Collect every line in the items below that contains the word "mouth".

──────── Entries shown

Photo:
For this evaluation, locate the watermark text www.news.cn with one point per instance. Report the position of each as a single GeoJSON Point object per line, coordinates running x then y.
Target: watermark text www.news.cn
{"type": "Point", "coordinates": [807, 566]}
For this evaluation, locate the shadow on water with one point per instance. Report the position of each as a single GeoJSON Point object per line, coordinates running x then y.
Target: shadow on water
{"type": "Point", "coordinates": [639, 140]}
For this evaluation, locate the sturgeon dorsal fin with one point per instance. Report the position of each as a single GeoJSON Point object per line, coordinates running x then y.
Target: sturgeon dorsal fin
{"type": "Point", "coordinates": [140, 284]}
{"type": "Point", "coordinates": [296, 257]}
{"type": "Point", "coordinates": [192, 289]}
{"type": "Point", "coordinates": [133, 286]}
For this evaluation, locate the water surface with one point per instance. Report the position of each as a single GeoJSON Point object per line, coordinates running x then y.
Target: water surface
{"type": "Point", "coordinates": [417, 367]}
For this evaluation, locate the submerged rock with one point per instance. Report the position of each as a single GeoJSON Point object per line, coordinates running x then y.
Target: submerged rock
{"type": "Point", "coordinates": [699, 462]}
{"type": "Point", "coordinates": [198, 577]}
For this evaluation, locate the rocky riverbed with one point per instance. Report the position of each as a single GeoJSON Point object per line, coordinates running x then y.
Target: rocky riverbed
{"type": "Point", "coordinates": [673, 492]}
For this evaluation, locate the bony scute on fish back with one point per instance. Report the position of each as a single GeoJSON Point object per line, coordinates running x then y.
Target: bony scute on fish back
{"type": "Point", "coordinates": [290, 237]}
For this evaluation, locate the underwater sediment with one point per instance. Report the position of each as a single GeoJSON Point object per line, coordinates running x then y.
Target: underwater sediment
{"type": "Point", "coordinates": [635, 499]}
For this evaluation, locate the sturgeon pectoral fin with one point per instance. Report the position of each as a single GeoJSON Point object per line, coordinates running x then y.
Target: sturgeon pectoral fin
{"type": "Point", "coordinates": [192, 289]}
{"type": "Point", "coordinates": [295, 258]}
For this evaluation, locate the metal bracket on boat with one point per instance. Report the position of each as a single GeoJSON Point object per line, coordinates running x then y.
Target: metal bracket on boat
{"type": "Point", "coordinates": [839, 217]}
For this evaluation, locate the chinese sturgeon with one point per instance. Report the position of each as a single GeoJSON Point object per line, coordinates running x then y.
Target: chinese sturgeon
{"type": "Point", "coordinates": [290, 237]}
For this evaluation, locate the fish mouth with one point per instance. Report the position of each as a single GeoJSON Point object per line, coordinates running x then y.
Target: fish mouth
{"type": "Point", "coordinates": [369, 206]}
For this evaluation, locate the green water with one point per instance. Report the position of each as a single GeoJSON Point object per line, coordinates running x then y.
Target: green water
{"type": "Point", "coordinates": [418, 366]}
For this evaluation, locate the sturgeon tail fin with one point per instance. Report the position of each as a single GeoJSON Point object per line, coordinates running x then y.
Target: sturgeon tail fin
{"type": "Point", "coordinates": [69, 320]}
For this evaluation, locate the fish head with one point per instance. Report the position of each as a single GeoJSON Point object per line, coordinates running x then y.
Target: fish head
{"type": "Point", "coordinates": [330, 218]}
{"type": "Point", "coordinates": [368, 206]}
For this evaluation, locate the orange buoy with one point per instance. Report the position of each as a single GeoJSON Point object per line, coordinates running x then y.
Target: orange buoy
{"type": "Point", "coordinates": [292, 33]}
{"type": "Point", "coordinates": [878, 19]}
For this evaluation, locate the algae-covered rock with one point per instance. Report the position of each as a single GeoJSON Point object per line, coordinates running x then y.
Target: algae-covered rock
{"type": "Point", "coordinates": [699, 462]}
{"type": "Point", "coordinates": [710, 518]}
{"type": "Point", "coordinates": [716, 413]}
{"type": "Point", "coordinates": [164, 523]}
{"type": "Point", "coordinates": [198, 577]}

────────────────
──────── Entries shown

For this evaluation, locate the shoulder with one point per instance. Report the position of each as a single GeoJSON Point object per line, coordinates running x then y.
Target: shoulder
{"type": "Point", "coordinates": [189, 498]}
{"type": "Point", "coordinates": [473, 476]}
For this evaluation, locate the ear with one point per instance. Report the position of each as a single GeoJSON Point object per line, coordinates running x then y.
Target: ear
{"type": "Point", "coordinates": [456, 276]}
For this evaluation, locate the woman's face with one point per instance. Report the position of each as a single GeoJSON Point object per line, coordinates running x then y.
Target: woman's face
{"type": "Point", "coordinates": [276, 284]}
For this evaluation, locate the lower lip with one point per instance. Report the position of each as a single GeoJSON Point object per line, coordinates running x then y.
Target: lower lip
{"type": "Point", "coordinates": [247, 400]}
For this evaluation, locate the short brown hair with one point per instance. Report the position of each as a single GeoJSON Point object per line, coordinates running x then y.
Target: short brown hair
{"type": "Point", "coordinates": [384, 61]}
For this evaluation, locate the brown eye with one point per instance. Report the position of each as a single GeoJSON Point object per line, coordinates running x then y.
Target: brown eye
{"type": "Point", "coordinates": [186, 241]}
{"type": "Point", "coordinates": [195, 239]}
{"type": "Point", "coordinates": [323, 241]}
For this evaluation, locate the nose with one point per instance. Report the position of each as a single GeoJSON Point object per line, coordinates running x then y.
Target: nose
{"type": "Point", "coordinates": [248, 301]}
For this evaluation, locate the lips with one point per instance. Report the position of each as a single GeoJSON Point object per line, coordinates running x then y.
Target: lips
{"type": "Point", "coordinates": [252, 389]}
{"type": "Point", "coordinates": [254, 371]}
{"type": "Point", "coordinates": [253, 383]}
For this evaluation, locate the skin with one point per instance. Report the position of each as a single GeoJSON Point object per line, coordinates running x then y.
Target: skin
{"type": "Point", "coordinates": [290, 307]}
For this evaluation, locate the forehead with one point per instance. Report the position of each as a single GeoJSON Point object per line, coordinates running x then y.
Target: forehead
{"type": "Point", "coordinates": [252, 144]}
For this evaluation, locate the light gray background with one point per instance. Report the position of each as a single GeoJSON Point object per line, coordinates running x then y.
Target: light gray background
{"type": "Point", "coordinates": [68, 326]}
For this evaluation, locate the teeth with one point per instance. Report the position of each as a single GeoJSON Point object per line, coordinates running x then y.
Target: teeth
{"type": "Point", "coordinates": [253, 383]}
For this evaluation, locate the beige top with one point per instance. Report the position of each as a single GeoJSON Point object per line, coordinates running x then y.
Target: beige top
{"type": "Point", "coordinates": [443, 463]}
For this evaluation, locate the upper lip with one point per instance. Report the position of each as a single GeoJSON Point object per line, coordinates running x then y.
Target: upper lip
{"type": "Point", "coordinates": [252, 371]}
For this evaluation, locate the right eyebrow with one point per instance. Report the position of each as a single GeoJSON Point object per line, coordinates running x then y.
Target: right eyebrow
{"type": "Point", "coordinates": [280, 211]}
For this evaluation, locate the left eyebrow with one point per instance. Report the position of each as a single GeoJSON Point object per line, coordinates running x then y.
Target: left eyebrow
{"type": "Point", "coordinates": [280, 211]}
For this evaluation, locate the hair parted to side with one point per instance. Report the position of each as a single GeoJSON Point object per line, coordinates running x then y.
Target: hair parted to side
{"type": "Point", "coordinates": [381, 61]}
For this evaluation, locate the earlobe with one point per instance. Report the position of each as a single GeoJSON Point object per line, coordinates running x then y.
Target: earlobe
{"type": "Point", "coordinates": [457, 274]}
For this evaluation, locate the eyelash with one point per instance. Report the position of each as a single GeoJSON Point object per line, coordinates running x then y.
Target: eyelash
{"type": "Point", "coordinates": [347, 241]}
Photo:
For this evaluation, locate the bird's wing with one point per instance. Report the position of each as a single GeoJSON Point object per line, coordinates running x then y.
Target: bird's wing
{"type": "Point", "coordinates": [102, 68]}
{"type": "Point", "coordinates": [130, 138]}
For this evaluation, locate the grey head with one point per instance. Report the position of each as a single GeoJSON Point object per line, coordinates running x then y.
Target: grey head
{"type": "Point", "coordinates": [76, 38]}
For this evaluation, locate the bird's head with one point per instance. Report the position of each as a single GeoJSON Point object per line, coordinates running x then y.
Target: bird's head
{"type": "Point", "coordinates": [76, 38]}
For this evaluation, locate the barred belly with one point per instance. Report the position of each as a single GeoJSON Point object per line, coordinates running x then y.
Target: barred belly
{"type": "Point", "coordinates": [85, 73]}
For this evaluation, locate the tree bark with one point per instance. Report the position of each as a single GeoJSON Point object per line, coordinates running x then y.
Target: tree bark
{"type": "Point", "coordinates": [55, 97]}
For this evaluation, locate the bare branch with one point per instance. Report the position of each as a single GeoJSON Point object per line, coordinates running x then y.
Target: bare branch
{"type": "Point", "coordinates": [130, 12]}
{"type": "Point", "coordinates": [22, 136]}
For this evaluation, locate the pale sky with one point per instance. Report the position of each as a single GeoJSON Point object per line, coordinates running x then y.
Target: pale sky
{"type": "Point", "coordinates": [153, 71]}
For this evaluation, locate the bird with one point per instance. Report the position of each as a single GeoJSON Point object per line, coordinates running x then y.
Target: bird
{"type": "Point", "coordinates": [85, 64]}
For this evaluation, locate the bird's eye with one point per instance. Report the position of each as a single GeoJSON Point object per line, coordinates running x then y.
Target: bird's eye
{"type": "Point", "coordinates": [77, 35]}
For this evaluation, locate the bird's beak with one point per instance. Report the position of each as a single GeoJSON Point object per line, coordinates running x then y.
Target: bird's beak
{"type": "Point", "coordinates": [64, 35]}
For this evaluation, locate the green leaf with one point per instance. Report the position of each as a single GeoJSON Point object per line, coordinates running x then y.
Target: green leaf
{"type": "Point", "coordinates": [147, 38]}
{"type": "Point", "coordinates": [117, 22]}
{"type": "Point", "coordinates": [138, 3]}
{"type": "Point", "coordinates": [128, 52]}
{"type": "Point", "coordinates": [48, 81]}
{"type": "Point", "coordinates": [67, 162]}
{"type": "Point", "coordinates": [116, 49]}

────────────────

Solution to this task —
For this evaluation, locate the fish mouth with one point per instance. Report the position of each as a single GeoJSON Point object per line, coordinates running x then y.
Target: fish mouth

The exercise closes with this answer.